TASK ITEM:
Once you find the line with "of the flowering" in the data that follows, repeat it and every line after it exactly, through the line with "of the sidewalk.".

DATA SHOWN:
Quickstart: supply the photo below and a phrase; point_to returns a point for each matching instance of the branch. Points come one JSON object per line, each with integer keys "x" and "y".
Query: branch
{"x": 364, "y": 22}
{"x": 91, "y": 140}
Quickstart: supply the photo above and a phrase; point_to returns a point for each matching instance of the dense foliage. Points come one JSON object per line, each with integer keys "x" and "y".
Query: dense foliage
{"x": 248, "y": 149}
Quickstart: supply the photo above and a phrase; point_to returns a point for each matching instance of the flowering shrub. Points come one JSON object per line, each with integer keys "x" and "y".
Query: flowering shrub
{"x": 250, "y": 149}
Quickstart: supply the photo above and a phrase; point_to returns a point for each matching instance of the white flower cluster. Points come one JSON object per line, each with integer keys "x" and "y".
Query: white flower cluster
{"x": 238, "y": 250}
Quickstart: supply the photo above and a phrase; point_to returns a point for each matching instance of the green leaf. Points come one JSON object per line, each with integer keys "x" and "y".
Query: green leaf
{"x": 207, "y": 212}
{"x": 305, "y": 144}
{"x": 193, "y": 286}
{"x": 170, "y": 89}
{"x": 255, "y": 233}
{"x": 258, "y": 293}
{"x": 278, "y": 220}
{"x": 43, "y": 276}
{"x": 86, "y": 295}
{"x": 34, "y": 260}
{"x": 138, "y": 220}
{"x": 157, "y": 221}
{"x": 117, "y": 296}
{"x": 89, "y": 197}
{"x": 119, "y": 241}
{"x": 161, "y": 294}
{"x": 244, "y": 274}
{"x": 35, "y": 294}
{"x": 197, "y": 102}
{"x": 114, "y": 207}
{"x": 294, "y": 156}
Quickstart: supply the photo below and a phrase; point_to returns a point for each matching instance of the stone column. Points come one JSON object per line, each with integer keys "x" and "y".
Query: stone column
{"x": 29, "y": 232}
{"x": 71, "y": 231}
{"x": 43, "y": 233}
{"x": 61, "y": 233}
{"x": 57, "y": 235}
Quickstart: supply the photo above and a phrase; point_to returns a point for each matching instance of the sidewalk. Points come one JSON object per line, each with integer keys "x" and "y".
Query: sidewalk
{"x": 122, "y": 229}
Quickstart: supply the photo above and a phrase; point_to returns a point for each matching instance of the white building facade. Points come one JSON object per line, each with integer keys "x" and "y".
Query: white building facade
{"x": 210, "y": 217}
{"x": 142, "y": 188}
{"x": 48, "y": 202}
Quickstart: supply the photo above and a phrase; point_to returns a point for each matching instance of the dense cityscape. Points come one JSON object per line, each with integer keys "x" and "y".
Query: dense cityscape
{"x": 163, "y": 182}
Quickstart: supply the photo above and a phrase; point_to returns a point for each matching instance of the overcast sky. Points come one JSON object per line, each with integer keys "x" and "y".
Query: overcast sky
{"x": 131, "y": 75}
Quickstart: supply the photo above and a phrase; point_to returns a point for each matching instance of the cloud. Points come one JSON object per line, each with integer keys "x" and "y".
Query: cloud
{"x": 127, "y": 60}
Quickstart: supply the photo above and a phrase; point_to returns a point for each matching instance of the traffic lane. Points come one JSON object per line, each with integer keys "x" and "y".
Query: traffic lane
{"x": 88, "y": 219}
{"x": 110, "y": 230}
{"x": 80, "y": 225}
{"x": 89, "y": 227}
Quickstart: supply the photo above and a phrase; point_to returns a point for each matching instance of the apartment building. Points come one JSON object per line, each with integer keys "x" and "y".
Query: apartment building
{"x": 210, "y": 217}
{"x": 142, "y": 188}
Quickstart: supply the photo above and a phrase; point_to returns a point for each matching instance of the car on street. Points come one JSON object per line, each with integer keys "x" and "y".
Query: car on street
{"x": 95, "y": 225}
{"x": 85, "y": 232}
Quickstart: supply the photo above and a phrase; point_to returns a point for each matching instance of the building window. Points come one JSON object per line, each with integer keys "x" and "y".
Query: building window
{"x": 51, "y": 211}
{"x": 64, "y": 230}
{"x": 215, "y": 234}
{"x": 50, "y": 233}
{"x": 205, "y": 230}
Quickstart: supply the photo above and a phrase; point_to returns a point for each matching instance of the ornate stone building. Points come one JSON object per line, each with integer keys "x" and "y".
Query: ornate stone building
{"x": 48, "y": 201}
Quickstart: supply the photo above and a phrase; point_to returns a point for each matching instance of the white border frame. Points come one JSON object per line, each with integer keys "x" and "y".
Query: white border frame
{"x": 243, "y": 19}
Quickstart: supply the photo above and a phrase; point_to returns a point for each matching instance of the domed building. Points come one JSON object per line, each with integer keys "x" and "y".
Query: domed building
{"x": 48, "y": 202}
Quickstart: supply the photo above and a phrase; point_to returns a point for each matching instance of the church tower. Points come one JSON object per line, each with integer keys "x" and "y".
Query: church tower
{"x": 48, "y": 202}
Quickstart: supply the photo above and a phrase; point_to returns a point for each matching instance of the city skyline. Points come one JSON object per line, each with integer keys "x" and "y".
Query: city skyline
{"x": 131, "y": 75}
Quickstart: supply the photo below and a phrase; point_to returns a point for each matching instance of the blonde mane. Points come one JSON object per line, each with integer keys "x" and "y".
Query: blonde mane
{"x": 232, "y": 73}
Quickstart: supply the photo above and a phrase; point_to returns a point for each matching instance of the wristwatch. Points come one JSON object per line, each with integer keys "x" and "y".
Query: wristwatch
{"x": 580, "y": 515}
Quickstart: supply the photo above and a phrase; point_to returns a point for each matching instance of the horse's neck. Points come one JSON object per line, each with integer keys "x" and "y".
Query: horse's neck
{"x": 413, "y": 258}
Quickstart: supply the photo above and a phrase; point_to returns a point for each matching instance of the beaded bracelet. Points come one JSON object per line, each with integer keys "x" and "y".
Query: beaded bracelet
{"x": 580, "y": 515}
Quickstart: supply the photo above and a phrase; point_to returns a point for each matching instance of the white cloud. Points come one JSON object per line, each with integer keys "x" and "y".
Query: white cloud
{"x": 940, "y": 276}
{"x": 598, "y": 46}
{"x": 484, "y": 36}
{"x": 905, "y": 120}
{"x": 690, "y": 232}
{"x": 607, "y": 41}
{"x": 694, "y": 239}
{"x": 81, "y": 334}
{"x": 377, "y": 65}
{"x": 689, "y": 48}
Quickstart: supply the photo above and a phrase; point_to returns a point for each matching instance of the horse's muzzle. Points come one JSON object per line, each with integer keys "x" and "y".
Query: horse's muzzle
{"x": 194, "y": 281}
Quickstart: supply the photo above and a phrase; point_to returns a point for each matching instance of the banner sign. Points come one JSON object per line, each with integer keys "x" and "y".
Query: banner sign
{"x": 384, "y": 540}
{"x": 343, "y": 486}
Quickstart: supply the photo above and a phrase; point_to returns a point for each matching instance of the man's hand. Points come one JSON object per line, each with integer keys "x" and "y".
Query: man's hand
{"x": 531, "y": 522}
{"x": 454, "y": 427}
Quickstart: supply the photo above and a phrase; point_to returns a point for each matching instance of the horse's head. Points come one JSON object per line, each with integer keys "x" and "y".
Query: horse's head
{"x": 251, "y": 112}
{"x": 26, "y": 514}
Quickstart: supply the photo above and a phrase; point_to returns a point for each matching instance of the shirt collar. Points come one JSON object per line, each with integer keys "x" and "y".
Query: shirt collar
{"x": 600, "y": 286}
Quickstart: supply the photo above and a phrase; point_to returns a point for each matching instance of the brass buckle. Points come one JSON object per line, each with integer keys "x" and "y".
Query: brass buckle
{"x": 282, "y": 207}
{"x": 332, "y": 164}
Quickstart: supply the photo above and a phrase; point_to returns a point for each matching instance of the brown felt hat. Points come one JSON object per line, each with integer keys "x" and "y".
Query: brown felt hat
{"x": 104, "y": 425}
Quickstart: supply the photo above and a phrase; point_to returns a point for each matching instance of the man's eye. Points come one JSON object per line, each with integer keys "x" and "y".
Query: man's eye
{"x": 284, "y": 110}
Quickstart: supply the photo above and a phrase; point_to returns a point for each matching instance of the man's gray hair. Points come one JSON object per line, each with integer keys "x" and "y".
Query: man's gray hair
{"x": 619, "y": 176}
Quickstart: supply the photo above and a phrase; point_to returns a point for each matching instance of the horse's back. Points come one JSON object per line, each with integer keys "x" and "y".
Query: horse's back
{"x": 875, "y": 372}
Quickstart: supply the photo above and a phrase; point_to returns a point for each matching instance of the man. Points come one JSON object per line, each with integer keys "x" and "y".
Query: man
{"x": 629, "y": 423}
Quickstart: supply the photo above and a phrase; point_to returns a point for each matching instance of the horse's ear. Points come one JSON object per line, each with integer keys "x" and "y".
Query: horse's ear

RESPONSE BELOW:
Quickstart: supply the photo above and a phrase; point_to returns a point for each matching instance of the flowering shrub. Points come one JSON object per line, each with integer keys "x" and "y".
Query: flowering shrub
{"x": 250, "y": 149}
Quickstart: supply the photo above and a phrase; point_to returns a point for each matching instance of the white flower cluster. Points come one JSON object per line, each with integer keys "x" and "y".
Query: white flower cluster
{"x": 238, "y": 250}
Quickstart: supply the photo above and a phrase; point_to returns a point for each matching instance of the green leaf. Points come one JSON object per line, each with integer keys "x" and "y".
Query: green leaf
{"x": 207, "y": 212}
{"x": 305, "y": 144}
{"x": 193, "y": 286}
{"x": 170, "y": 89}
{"x": 255, "y": 233}
{"x": 258, "y": 293}
{"x": 278, "y": 220}
{"x": 43, "y": 276}
{"x": 86, "y": 295}
{"x": 34, "y": 260}
{"x": 138, "y": 220}
{"x": 157, "y": 221}
{"x": 117, "y": 296}
{"x": 89, "y": 197}
{"x": 119, "y": 241}
{"x": 161, "y": 294}
{"x": 244, "y": 274}
{"x": 35, "y": 294}
{"x": 197, "y": 102}
{"x": 114, "y": 207}
{"x": 294, "y": 156}
Quickstart: supply the photo below and a phrase; point_to returns a point for each matching instance of the stone column. Points come one JSON object per line, each with integer keys "x" and "y".
Query: stone column
{"x": 29, "y": 232}
{"x": 71, "y": 231}
{"x": 43, "y": 233}
{"x": 61, "y": 233}
{"x": 57, "y": 235}
Quickstart: supply the photo above and a phrase; point_to returns a point for each matching instance of the sidewalk. Points come one JSON object per line, each with integer keys "x" and "y".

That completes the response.